## Problem description
Arrange every line of the records below into a Markdown table with the columns Row and Line, numbering the rows and leaving out blank lines.

(Collected data entries)
#####
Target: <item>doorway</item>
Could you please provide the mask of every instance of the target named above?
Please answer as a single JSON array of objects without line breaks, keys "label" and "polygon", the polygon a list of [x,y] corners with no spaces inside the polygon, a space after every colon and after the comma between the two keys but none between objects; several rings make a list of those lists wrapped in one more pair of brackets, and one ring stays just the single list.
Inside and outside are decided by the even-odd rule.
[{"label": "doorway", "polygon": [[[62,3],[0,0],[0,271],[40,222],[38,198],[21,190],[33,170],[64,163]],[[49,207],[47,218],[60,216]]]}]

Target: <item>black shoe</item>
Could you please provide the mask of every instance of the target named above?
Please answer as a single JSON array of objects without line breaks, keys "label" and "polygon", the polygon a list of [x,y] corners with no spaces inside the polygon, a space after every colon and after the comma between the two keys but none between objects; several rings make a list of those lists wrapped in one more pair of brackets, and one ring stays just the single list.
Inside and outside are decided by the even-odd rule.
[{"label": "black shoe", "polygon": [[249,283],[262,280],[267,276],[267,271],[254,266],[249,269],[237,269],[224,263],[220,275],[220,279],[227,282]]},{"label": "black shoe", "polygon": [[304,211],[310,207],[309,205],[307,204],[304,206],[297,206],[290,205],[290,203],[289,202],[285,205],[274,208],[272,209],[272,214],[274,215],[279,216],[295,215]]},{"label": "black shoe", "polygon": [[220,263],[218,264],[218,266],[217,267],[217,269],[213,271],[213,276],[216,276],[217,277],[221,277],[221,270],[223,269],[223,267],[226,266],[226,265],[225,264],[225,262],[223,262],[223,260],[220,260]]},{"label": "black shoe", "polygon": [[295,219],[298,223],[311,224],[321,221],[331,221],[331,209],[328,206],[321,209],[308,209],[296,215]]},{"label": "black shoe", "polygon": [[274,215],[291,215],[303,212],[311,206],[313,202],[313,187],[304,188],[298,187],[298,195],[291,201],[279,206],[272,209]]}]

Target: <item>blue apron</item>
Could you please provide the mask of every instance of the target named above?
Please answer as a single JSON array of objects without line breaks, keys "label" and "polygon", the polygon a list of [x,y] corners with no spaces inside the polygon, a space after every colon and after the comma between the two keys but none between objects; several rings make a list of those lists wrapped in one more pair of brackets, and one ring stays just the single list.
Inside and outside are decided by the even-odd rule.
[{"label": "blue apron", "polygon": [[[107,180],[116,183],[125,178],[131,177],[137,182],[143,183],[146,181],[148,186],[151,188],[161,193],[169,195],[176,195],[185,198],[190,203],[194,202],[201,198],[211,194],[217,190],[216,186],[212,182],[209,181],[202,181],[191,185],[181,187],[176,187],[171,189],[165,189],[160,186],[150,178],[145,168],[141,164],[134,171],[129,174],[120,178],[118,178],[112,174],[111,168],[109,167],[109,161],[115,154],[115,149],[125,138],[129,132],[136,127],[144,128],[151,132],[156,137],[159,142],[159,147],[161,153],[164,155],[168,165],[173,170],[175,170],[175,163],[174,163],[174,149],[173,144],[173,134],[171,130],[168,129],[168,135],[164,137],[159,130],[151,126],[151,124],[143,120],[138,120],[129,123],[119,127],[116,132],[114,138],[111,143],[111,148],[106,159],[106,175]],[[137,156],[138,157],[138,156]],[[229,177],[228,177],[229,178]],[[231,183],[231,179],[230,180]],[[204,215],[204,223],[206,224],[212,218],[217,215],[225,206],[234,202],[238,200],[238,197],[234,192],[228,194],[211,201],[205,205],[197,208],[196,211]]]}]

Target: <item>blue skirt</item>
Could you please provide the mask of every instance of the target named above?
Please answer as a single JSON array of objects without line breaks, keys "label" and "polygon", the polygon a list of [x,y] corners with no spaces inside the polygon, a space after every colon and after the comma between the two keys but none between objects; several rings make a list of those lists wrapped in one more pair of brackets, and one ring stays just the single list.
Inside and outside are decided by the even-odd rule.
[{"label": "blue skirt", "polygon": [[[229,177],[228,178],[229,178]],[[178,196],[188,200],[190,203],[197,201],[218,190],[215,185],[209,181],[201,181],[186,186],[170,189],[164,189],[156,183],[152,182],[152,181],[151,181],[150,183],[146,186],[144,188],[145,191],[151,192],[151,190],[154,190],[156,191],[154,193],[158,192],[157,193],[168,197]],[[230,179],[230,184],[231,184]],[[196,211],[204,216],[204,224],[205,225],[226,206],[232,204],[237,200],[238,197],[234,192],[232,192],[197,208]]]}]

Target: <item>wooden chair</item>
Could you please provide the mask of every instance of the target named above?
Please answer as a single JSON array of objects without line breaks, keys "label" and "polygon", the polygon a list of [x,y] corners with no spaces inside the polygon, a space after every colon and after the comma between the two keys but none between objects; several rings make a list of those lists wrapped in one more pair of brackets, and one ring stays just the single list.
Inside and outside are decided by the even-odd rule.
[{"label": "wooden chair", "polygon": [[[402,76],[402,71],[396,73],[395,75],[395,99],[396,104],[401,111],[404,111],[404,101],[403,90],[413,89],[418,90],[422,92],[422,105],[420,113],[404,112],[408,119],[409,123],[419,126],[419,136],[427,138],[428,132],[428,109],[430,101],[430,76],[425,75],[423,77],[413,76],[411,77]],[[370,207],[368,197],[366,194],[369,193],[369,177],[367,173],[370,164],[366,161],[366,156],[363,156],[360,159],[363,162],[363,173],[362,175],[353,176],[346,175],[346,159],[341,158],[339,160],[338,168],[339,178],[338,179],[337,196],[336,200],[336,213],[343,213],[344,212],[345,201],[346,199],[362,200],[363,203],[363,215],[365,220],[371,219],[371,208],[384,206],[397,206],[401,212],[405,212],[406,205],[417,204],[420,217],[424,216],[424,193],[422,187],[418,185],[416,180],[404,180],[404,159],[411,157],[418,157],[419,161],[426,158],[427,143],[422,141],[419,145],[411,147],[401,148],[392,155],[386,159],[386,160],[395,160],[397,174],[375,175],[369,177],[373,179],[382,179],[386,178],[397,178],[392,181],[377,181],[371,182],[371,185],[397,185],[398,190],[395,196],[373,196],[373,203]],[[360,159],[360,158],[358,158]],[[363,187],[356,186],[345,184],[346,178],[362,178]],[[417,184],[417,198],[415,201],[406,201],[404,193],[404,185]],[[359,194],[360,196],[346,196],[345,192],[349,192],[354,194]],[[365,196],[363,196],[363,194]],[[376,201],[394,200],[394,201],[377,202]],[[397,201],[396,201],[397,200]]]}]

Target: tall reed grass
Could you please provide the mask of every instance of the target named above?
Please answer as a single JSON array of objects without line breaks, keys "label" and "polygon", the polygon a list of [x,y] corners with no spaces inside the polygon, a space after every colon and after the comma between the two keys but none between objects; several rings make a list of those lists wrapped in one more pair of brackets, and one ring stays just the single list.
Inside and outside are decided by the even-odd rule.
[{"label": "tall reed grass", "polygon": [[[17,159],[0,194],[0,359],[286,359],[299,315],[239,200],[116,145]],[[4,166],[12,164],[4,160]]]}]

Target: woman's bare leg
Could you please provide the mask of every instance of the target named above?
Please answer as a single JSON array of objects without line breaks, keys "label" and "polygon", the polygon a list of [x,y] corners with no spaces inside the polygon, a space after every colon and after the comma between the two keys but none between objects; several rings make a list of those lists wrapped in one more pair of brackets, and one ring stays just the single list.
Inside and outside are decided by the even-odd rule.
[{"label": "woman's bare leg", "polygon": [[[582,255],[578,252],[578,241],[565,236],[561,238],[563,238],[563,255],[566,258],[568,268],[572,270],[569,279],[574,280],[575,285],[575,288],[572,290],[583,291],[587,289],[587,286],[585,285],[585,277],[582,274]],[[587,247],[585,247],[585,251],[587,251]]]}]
#####
## Correct result
| Row | Line |
|---|---|
| 1 | Target: <item>doorway</item> |
| 2 | Could you please provide the mask of every instance of the target named above? |
| 3 | Please answer as a single JSON array of objects without line breaks, keys "label" and "polygon", the polygon a list of [x,y] corners with no spaces inside the polygon, a space after every colon and after the comma between the two keys but none between objects; several rings make a list of those lists wrapped in one more pair of brackets, and one ring stays just the single list. |
| 4 | Inside and outside are decided by the even-odd rule. |
| 5 | [{"label": "doorway", "polygon": [[[62,3],[0,0],[0,271],[40,222],[38,198],[21,190],[33,170],[64,163]],[[49,207],[47,218],[60,216]]]}] |
| 6 | Target: <item>black shoe</item> |
| 7 | Could you please provide the mask of every instance of the target named above? |
| 8 | Please answer as a single JSON array of objects without line breaks, keys "label" and "polygon", the polygon a list of [x,y] corners with no spaces inside the polygon, a space after every colon and after the comma between the two keys but none between objects; several rings make a list of those lists wrapped in one more pair of brackets, and one ring stays just the single list. |
| 9 | Inside and outside are decided by the even-odd rule. |
| 10 | [{"label": "black shoe", "polygon": [[249,283],[262,280],[267,276],[267,271],[254,266],[249,269],[237,269],[224,263],[220,275],[220,279],[227,282]]},{"label": "black shoe", "polygon": [[304,211],[310,207],[309,205],[307,204],[304,206],[297,206],[290,205],[290,203],[289,202],[285,205],[274,208],[272,209],[272,214],[274,215],[279,216],[295,215]]},{"label": "black shoe", "polygon": [[220,263],[218,264],[218,266],[217,267],[217,269],[213,271],[213,276],[216,276],[217,277],[221,277],[221,270],[223,269],[223,267],[226,266],[226,265],[225,264],[225,262],[223,262],[223,260],[220,260]]},{"label": "black shoe", "polygon": [[295,219],[298,223],[311,224],[321,221],[331,221],[331,209],[328,206],[321,209],[308,209],[296,215]]},{"label": "black shoe", "polygon": [[274,215],[291,215],[303,212],[311,206],[313,202],[313,187],[304,188],[298,187],[298,195],[291,201],[279,206],[272,209]]}] |
| 11 | Target: <item>blue apron</item> |
| 12 | Could you please provide the mask of every instance of the target named above? |
| 13 | Please answer as a single JSON array of objects without line breaks, keys "label" and "polygon", the polygon a list of [x,y] corners with no spaces inside the polygon, a space after every colon and after the comma between the two keys but none between objects; several rings make a list of those lists wrapped in one more pair of brackets, and one ring stays just the single list. |
| 14 | Inside and outside are decided by the even-odd rule. |
| 15 | [{"label": "blue apron", "polygon": [[[107,180],[116,183],[125,178],[131,177],[137,182],[143,183],[146,181],[148,186],[151,188],[161,193],[169,195],[176,195],[185,198],[190,203],[194,202],[201,198],[211,194],[217,190],[216,186],[212,182],[209,181],[202,181],[191,185],[181,187],[176,187],[171,189],[165,189],[160,186],[150,178],[145,168],[141,164],[134,171],[129,174],[120,178],[118,178],[112,174],[111,168],[109,167],[109,161],[115,154],[115,149],[125,138],[129,132],[136,127],[144,128],[151,132],[156,137],[159,142],[159,147],[161,153],[164,155],[168,165],[173,170],[175,170],[175,163],[174,163],[174,149],[173,144],[173,134],[171,130],[168,129],[168,135],[164,137],[159,130],[151,126],[151,124],[143,120],[138,120],[129,123],[119,127],[116,132],[114,138],[111,143],[111,148],[106,159],[106,175]],[[137,156],[138,157],[138,156]],[[229,177],[228,177],[229,178]],[[231,183],[231,179],[230,180]],[[204,215],[204,223],[206,224],[212,218],[217,215],[225,206],[234,202],[238,200],[238,197],[234,192],[228,194],[211,201],[205,205],[197,208],[196,211]]]}] |
| 16 | Target: <item>blue skirt</item> |
| 17 | Could you please provide the mask of every instance of the target named above? |
| 18 | Please answer as a single JSON array of objects without line breaks, keys "label" and "polygon", the polygon a list of [x,y] corners with no spaces inside the polygon, a space after every colon and after the comma between the two keys but none between objects; several rings make a list of those lists wrapped in one more pair of brackets, and one ring stays just the single list. |
| 19 | Inside and outside are decided by the even-odd rule. |
| 20 | [{"label": "blue skirt", "polygon": [[[229,177],[228,178],[229,178]],[[178,196],[188,200],[190,203],[197,201],[218,190],[215,185],[209,181],[201,181],[186,186],[170,189],[164,189],[156,183],[152,182],[152,181],[151,181],[150,183],[146,186],[144,188],[145,191],[151,192],[151,190],[154,190],[156,191],[154,193],[158,192],[157,193],[168,197]],[[230,179],[230,184],[231,184]],[[196,211],[204,216],[204,224],[205,225],[226,206],[232,204],[237,200],[238,197],[234,192],[232,192],[197,208]]]}] |
| 21 | Target: <item>wooden chair</item> |
| 22 | Could you please provide the mask of every instance of the target named above? |
| 23 | Please answer as a single JSON array of objects without line breaks, keys "label" and "polygon", the polygon a list of [x,y] corners with no spaces inside the polygon, a space after every colon and after the comma between the two keys but none between objects; several rings make a list of those lists wrapped in one more pair of brackets, and one ring stays just the single list. |
| 24 | Inside and outside are decided by the even-odd rule. |
| 25 | [{"label": "wooden chair", "polygon": [[[402,76],[402,71],[396,73],[395,75],[395,99],[396,104],[401,111],[404,111],[404,101],[403,90],[413,89],[418,90],[422,92],[422,105],[420,113],[404,112],[408,119],[409,123],[419,126],[419,136],[427,138],[428,132],[428,109],[430,101],[430,76],[425,75],[423,77],[413,76],[411,77]],[[370,207],[368,197],[366,194],[369,193],[369,177],[367,173],[370,164],[366,161],[366,156],[363,156],[360,159],[363,162],[363,173],[362,175],[353,176],[346,175],[346,159],[341,158],[339,160],[338,168],[339,178],[338,179],[337,196],[336,200],[336,213],[343,213],[344,212],[345,201],[346,199],[362,200],[363,203],[363,215],[365,220],[371,219],[371,208],[384,206],[397,206],[401,212],[405,212],[406,205],[417,204],[420,217],[424,216],[424,193],[422,187],[418,185],[416,180],[404,180],[404,159],[411,157],[418,157],[419,161],[426,158],[427,143],[422,141],[419,145],[411,147],[401,148],[392,155],[386,159],[386,160],[395,160],[397,174],[375,175],[369,177],[373,179],[382,179],[386,178],[397,178],[392,181],[377,181],[371,182],[371,185],[397,185],[398,190],[395,196],[373,196],[373,203]],[[360,159],[360,158],[358,158]],[[363,187],[356,186],[345,184],[346,178],[362,178]],[[417,184],[417,198],[415,201],[406,201],[404,193],[404,185]],[[359,194],[360,196],[346,196],[345,192],[349,192],[354,194]],[[365,196],[363,196],[363,194]],[[376,201],[394,200],[394,201],[377,202]],[[397,201],[396,201],[397,200]]]}] |
| 26 | Target: tall reed grass |
| 27 | Could you please provide the mask of every instance of the target named above? |
| 28 | Please answer as a single JSON array of objects without line breaks, keys "label" and "polygon", the polygon a list of [x,y] corners with no spaces inside the polygon, a space after every colon and after the comma between the two keys but none between objects; several rings make a list of those lists wrapped in one more pair of brackets, and one ring stays just the single list. |
| 29 | Inside and outside are decided by the even-odd rule. |
| 30 | [{"label": "tall reed grass", "polygon": [[[17,159],[0,194],[0,359],[286,359],[299,315],[239,200],[116,145]],[[4,166],[12,164],[4,160]]]}] |
| 31 | Target: woman's bare leg |
| 32 | Could you please provide the mask of every instance of the target named above? |
| 33 | Please answer as a single JSON array of objects without line breaks, keys "label" and "polygon", the polygon a list of [x,y] corners with no spaces inside the polygon, a space after every colon and after the comma between the two keys but none between objects; several rings make a list of those lists wrapped in one more pair of brackets, and one ring stays just the single list. |
| 34 | Inside and outside are decided by the even-odd rule. |
| 35 | [{"label": "woman's bare leg", "polygon": [[[582,255],[578,252],[578,241],[565,236],[561,238],[563,238],[563,255],[566,258],[568,268],[572,270],[569,279],[574,280],[575,285],[575,288],[572,290],[583,291],[587,289],[587,286],[585,285],[585,277],[582,274]],[[587,247],[585,247],[585,251],[587,251]]]}] |